What needs to be done: Copy the passage below on LPIPS and latent diffusion word for word, from "python -m custom_latent_diffusion.vae.train --run-name" up to and including "provided by a VAE.".

If needed, real images can be prepared and parsed by prepare_real_samples.sh.

8. (ADDITIONAL) Compute LPIPS with diffusion images

LPIPS computation is similar to that explained in Metric Evaluation. However, as images need to be organized in subfolders according to anatomical site and cancer subtype, here you can find two additional files to re-organize your generated images.

• For real samples:

sbatch parse_real_images.sh

• For generated samples:

sbatch parse_diff_images.sh

And then compute LPIPS using:

python lpips_eval.py \
  --real_root "${REAL_ROOT}" \
  --gen_root "${GEN_ROOT}" \
  ${CLASSES:+--classes ${CLASSES}} \
  --pairs "${PAIRS}" \
  --img_size "${IMG_SIZE}" \
  --backbone "${BACKBONE}" \
  --device "${DEVICE}" \
  --seed "${SEED}"

Arguments:

• --real_root (required): Root directory with real class subfolders.
• --gen_root (required): Root directory with generated class subfolders.
• --classes (optional): Explicit class list. If omitted, all classes under real_root are used.
• --pairs (int, default: 10000): Number of random image pairs per class.
• --img_size (int, default: 256): Resize target for LPIPS input.
• --backbone (choice: alex|vgg|squeeze, default: alex): LPIPS backbone.
• --device (default: auto): Device for evaluation (cuda if available, else cpu).
• --seed (int, default: 0): Random seed for pair sampling.

---

✨ 3.Synthetic Generation (Custom Latent Diffusion)

Autoencoder

1. Train the autoencoder

python -m custom_latent_diffusion.vae.train

2. Test the autoencoder (Optional)

python -m custom_latent_diffusion.vae.train --run-name <RUN_NAME>

3. Sample from the autoencoder (Optional)

python -m custom_latent_diffusion.vae.sample --run-name <RUN_NAME>

---

<RUN_DIR> is the directory of the run which you want to test, for example train_vae_2025-12-07_17-36-29

Diffusion Model

Train the diffusion model using a latent space provided by a VAE.

Source data:
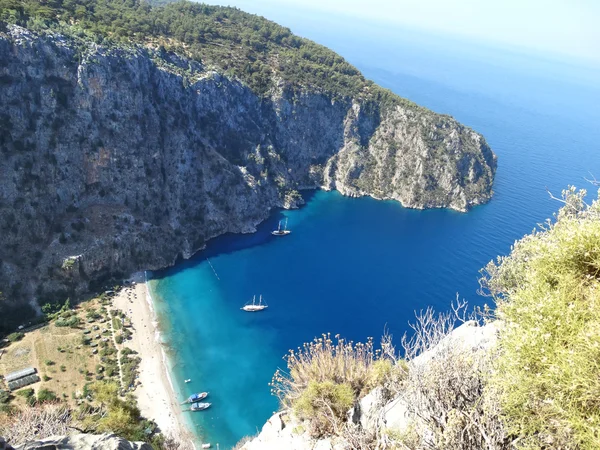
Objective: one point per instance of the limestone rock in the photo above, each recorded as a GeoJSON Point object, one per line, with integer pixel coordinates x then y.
{"type": "Point", "coordinates": [84, 442]}
{"type": "Point", "coordinates": [114, 162]}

Response to the task:
python -m custom_latent_diffusion.vae.train --run-name <RUN_NAME>

3. Sample from the autoencoder (Optional)

python -m custom_latent_diffusion.vae.sample --run-name <RUN_NAME>

---

<RUN_DIR> is the directory of the run which you want to test, for example train_vae_2025-12-07_17-36-29

Diffusion Model

Train the diffusion model using a latent space provided by a VAE.